To the Editor:
I recently read a piece in The Daily Reporter about the impact that repealing Any Willing Provider Laws would have on our state’s healthcare prices. I was shocked to learn about an old law on the books that artificially sets low hospital standards, creating higher costs and lower quality care for patients. Our laws should incentivize providing the best possible care at the lowest possible prices. Indiana must do something to encourage competition between hospital systems once again.
Unfortunately, the current system incentives hospitals to provide the bare minimum of quality care while keeping their margins high. Any Willing Provider Laws mandate that health plans accept all legally licensed providers into their network. Currently in Indiana, healthcare plans cannot consider patient safety records or performance when building their network. Any medical provider, no matter its cost or quality of care, has state-mandated, guaranteed entry into any healthcare plan network. This creates an anti-competitive marketplace, or lack thereof, which has caused rising prices for all patients.
Any Willing Provider laws are hurting all Hoosiers who pay out-of-pocket for medical expenses before they hit their deductible, along with businesses across Indiana who self-fund their employees health plans. Companies small and large are having additional costs put upon them for their employees’ healthcare plans because the state forces our patients and business owners to foot the bill to maintain hospitals’ low standards of entry.

+++

[Problem requirements] Please copy the part of the letter starting at "Unfortunately, the current" and ending at "for all patients.", renaming each "network" as "panel". The material comes from a different source than the letter.

[Exercise data]

+++

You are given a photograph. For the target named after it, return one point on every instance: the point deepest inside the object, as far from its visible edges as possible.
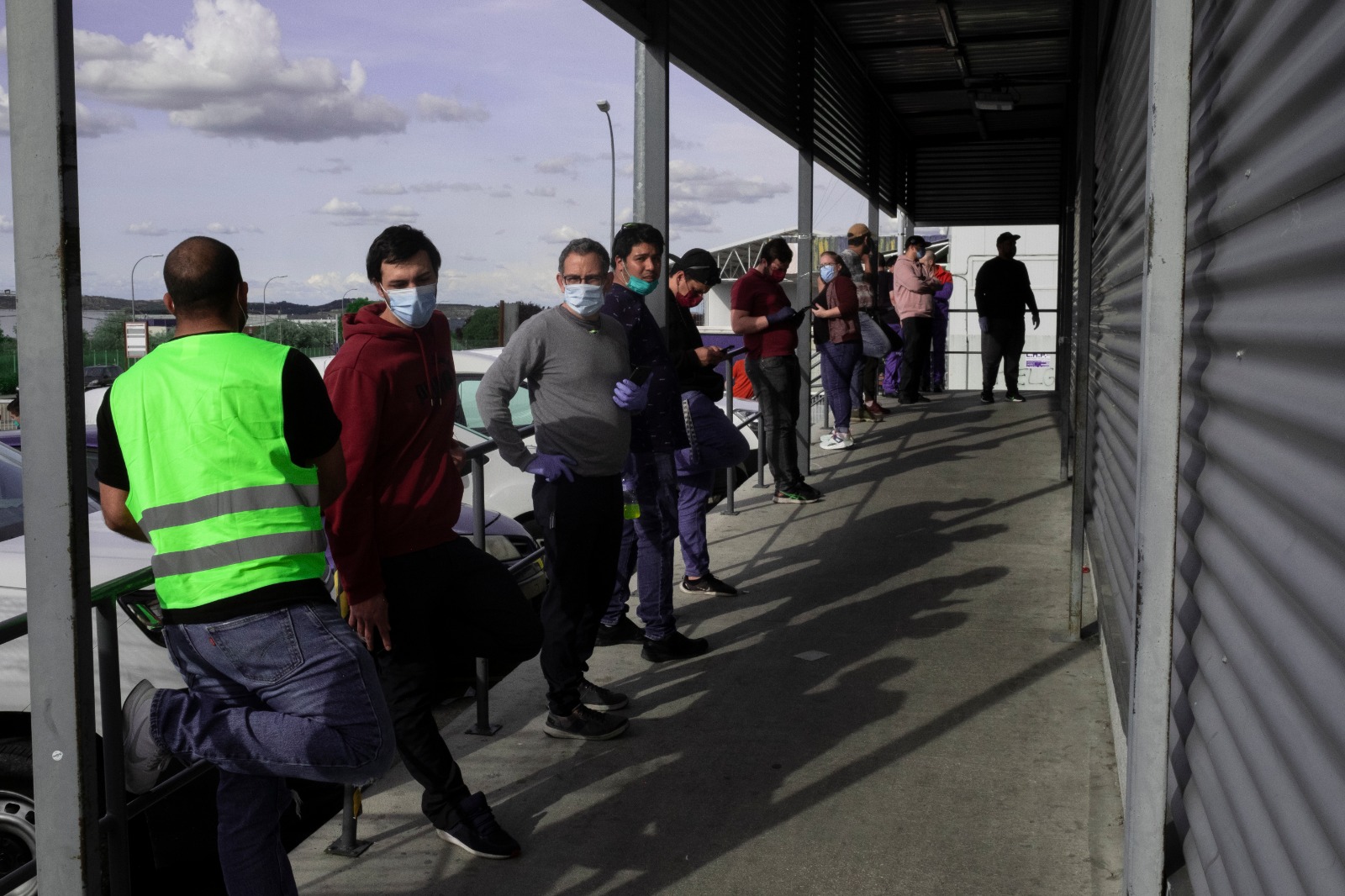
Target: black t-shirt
(311, 430)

+++

[Solution below]
Unfortunately, the current system incentives hospitals to provide the bare minimum of quality care while keeping their margins high. Any Willing Provider Laws mandate that health plans accept all legally licensed providers into their panel. Currently in Indiana, healthcare plans cannot consider patient safety records or performance when building their panel. Any medical provider, no matter its cost or quality of care, has state-mandated, guaranteed entry into any healthcare plan panel. This creates an anti-competitive marketplace, or lack thereof, which has caused rising prices for all patients.